● What needs to be done: Please print the full listing exactly.

Records from a collection
⟨
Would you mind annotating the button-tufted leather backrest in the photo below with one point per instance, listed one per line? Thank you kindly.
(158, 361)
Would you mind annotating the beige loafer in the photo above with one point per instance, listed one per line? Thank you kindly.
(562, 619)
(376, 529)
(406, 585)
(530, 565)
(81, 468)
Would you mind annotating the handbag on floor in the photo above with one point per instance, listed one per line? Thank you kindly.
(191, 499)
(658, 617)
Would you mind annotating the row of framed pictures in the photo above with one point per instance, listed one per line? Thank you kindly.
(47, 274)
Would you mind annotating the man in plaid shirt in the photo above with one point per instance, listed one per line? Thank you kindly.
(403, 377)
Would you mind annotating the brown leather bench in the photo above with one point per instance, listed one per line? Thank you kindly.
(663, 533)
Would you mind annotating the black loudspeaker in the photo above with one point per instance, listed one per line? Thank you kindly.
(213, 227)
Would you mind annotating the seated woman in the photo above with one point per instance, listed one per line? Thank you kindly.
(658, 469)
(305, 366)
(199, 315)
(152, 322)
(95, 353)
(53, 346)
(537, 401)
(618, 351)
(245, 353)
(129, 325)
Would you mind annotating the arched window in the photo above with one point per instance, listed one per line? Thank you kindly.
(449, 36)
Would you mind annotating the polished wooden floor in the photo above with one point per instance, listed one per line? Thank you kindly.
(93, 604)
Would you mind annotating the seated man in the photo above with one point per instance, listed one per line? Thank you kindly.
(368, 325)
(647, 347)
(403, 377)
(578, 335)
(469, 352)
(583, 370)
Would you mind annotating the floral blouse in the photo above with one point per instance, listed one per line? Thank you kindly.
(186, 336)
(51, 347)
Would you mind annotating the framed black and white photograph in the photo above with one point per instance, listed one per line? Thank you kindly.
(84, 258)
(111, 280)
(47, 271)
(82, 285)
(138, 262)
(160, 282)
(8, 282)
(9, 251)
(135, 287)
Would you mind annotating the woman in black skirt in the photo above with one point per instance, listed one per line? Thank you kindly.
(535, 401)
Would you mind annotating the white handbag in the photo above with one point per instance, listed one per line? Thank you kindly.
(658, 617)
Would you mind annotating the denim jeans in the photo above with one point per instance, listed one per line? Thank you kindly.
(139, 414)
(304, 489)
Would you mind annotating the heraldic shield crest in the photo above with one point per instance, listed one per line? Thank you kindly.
⟩
● Worked solution:
Would you mind annotating the button-tufted leather backrest in the photo below with one point per instance, listed one per line? Thank you kindly.
(158, 361)
Would you mind annotating the beige loafer in the photo above with one point per instance, listed one per line? Thank you kindly.
(562, 619)
(376, 529)
(406, 585)
(530, 565)
(81, 468)
Would you mind annotating the handbag on floor in the photo above with one point per instance, listed one per line? Thank you kindly.
(191, 499)
(658, 617)
Would you mind annotating the row of framed pictures in the photo above with one point per instance, listed one per line? Thank you kindly.
(47, 274)
Would you mind annotating the man in plaid shirt in the photo above with one point per instance, listed one per line? Thank you kindly.
(403, 377)
Would you mind annotating the brown leather bench in the photo above with one point per instance, listed one per line? Thank you kindly.
(663, 533)
Would you mind annotating the black loudspeaker in the photo above with one point per instance, listed one per line? Thank you kindly.
(213, 227)
Would you mind annotating the seated woman in the photo above with one point per instance, listed one per line? Thank you kindly.
(658, 469)
(305, 366)
(199, 315)
(152, 322)
(95, 353)
(53, 346)
(537, 401)
(618, 351)
(245, 353)
(129, 325)
Would you mind annotating the arched window in the photo above with one point per instance, listed one per line? Thank you kindly.
(449, 36)
Would you mind annotating the polished wooden floor in the photo above with one point per instance, listed one per line? Thank you kindly.
(93, 604)
Would you mind annotating the seated man in the photo above with one point per instance, listed one per line? Thank you kindly.
(368, 325)
(647, 347)
(403, 377)
(578, 335)
(469, 352)
(583, 370)
Would you mind annotating the floral blouse in the photo above with one point per instance, listed one per line? Thank you kindly.
(186, 336)
(51, 347)
Would you mind annotating the framed black and white photograph in the photo above with one point per instance, listed one per line? Thank you kindly.
(84, 258)
(111, 280)
(47, 271)
(82, 285)
(138, 262)
(160, 282)
(8, 282)
(9, 251)
(135, 287)
Would you mind annotating the woman in black skirt in the photo above with one point per instance, listed one per line? Thank you kindly.
(535, 401)
Would you mind annotating the white handbag in the photo above with one point per instance, listed one per line? Thank you kindly.
(658, 617)
Would you mind annotating the denim jeans in the photo above with one point per instance, listed one per line? Thank you kindly.
(139, 414)
(304, 489)
Would you mind annotating the heraldic shield crest in the photo above with one point per instance, listed one per line? Thank you kindly.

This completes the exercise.